O road movie lotado de western e tristeza de Peckinpah.

9,0

Uma jovem grávida banha seus pés em um tranquilo lago, rodeada por patos e sons relaxantes da natureza. Sua paz logo é cessada, quando dois homens de imponentes botas de couro a escoltam, quase que como uma prisioneira, até seu pai, figura importante e intimidadora. “Quem é o pai desta criança?”, ele pergunta. “Alfredo Garcia”, ela responde. A partir deste momento, a cabeça do misterioso homem já vale um milhão de dólares. As buscas chegam até Bennie (Warren Oates), um pianista beberrão que vai atrás de Alfredo pelo dinheiro, acompanhado da prostituta Elita (Isela Vega), sua paixão, em uma jornada de final já previamente imaginado, ainda que inesperado por aqueles que vivem a história.

Seu mundo é selvagem, sem espaço para romantismos, onde um simples piquenique pode acabar em estupro e duas mortes. É também machista, grosseiro, tão violento quanto Meu Ódio Será Sua Herança (Wild Bunch, 1969) e demais filmes do diretor; em gráfico e em moralismo. Mulheres são socadas em público, constantemente expostas com os seios de fora, e as poucas palavras de amor ditas com alguma sinceridade perdem-se em um futuro obscuro, cruel, sem muita esperança. De lágrimas no chuveiro, de poucos abraços, de pequenas atitudes de um ogro que sabe que ama, mas não sabe corretamente como demonstrar. É um mundo onde a marchinha feliz de carnaval pontilha a passagem de um caixão de uma criança; onde a mentira se esconde na verdade e a verdade se despe da mentira; onde a cabeça de um defunto pode valer muitos dólares, a salvação para uma vida já perdida. É neste inferno que vivem os personagens de Tragam-Me a Cabeça de Alfredo Garcia, um filme típico de Sam Peckinpah.

▬▬▬▬▬▬

**Exercícios propostos:**
• A. De acordo com o trecho sobre o filme de Peckinpah, qual ator interpreta o personagem Bennie?
• B. Reescreva em forma de lista, mantendo os fatos principais, o parágrafo do trecho selecionado que começa com "Uma jovem grávida banha seus pés".
• C. Dê continuidade ao trecho sobre o filme de Peckinpah a partir do ponto em que ele termina.
As linhas apresentadas a seguir não guardam relação alguma com o trecho selecionado.

**Material apresentado:**
▬▬▬▬▬▬

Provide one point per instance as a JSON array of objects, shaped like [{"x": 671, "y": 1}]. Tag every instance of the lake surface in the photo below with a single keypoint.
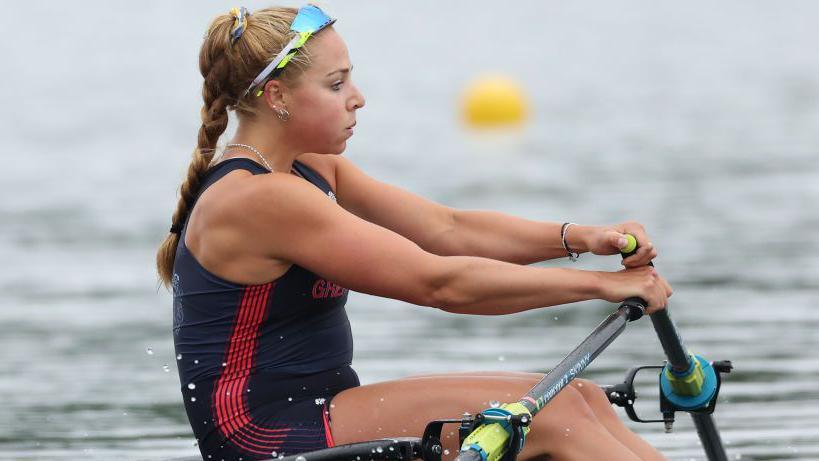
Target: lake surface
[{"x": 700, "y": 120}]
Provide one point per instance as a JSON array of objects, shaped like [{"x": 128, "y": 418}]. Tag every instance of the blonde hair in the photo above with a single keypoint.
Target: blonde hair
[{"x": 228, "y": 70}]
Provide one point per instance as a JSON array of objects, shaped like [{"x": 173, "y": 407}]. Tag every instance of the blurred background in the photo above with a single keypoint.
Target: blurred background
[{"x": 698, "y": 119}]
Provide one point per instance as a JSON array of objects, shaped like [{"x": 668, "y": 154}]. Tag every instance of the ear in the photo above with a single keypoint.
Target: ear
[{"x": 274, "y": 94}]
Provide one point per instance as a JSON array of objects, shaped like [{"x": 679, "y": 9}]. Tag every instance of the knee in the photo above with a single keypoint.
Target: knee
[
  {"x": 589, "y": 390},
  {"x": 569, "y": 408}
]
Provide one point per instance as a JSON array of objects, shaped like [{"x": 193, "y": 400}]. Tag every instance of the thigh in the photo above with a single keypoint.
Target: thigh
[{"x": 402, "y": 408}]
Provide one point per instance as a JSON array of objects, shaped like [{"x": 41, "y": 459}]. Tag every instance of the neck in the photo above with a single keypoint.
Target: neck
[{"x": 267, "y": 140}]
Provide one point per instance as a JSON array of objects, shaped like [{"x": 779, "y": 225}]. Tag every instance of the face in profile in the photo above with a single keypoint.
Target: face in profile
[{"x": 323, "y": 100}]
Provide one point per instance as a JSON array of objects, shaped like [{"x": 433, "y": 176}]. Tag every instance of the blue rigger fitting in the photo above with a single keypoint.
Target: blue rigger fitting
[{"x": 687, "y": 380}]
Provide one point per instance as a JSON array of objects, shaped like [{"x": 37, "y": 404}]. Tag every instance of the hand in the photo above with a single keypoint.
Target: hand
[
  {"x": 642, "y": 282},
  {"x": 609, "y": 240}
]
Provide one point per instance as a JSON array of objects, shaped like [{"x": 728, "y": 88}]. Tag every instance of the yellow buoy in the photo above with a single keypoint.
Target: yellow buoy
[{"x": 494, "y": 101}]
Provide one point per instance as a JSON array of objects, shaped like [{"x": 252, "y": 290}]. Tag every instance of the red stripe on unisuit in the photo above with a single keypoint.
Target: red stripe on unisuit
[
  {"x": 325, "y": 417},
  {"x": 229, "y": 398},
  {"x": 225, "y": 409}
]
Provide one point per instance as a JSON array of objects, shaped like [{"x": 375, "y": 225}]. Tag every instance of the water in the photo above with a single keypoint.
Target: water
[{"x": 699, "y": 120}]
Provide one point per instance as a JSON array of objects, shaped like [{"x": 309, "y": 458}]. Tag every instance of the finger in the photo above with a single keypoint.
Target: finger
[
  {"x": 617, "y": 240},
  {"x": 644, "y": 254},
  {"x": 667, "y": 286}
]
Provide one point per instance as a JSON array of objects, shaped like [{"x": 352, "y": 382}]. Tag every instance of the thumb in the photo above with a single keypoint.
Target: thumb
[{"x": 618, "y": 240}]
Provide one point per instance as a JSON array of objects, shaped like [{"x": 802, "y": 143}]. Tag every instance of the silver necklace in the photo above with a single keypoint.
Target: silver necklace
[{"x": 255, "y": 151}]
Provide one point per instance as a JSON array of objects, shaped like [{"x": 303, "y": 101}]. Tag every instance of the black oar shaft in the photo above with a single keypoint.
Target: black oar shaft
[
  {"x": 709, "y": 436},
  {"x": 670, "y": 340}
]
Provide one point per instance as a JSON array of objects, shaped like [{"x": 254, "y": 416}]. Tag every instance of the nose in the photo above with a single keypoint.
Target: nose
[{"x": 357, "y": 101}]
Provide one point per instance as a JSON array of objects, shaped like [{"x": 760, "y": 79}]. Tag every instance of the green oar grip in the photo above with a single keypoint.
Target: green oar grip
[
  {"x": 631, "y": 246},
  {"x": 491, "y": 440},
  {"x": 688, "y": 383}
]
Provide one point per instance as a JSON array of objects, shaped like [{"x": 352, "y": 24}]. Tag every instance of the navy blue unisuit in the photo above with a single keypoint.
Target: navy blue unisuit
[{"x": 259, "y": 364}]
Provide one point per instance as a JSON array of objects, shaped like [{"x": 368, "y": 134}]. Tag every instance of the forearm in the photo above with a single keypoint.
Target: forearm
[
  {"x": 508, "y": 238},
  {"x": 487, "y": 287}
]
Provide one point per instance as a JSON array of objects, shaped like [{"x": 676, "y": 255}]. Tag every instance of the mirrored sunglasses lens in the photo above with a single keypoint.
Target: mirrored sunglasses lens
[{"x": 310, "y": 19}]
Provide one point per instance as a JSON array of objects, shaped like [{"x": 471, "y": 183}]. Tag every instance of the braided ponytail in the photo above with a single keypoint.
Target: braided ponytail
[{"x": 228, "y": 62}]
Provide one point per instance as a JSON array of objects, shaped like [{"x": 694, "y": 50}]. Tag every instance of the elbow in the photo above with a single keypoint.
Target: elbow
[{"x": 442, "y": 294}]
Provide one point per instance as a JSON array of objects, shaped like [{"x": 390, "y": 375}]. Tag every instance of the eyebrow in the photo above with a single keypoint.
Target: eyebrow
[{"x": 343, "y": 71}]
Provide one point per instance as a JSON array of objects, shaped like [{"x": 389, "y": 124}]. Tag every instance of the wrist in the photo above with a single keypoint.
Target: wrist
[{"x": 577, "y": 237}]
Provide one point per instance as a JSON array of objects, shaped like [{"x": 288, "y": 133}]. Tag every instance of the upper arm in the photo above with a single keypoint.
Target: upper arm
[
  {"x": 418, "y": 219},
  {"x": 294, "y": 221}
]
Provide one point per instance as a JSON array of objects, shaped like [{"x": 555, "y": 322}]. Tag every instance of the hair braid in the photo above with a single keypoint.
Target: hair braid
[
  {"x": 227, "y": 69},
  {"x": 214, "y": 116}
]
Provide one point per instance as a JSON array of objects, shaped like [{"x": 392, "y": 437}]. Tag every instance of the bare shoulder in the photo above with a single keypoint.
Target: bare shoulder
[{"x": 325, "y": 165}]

▬▬▬▬▬▬

**Respostas dos exercícios:**
• A. Warren Oates.

• B.
- Uma jovem grávida banha os pés em um lago tranquilo, cercada por patos e sons da natureza.
- Dois homens de botas de couro a escoltam, quase como prisioneira, até o pai dela, figura importante e intimidadora.
- Perguntada sobre quem é o pai da criança, ela responde: "Alfredo Garcia".
- A partir desse momento, a cabeça do misterioso homem passa a valer um milhão de dólares.
- A busca chega a Bennie (Warren Oates), pianista beberrão que vai atrás de Alfredo pelo dinheiro.
- Ele é acompanhado da prostituta Elita (Isela Vega), sua paixão, em uma jornada de final já previamente imaginado, ainda que inesperado para os personagens.

• C.
Sua corajosa transformação de um road-movie amoroso lotado de esperança em um western movido a vingança é envolta por genialidade, com direito a caatingas desérticas e duelos onde só um pode viver. É o retorno do valente, do ‘homem sem nome’, do um contra todos, agora acompanhado de cavalos de metal, que bebem gasolina e cospem fumaça. Peckinpah está afiado, construindo um momento mais forte que o outro, como o desabafo de Bennie antes de cavar, ainda no quarto, ou então seu desesperado discurso comovente, minutos depois, em um cemitério. É um filme que, do começo ao fim, tem identidade e imortalidade própria, assinado para tal e com uma montagem arrojada e que sempre leva o filme à frente, bem a moda do cinema marginal, que contraria os estereótipos Hollywoodianos e nos mostra algo mais real do que alguns gostariam de ver, sem mocinhos ou finais felizes.

As estradas são vivas, cheias de verde e de uma pacificidade aparente que contraria as cidades, sujas por terras, de quartos esburacados desconfortáveis e muitas, muitas pedras. Mas não são nessas cidades, incômodas e atrasadas, que as ações principais acontecem. É justamente quando seus personagens estão na estrada, o verdadeiro Velho Oeste, que os momentos mais selvagens vêm à tona. É o tiro raivoso da vingança. É a emboscada contra a diligência vermelha, que carrega um saco com um ‘gato de um amigo’ morto às moscas. A sequência em que há um tiroteio generalizado é uma auto referência certeira, lembrando momentos de outrora da carreira do diretor, onde quem sobra é apenas um inofensivo velho assustado com as mãos para cima. O figurino, no começo da jornada branco e limpo, vai dando lugar a um marrom que metaforiza o estado de espírito de nosso anti-herói. Um estado que não tem mais volta.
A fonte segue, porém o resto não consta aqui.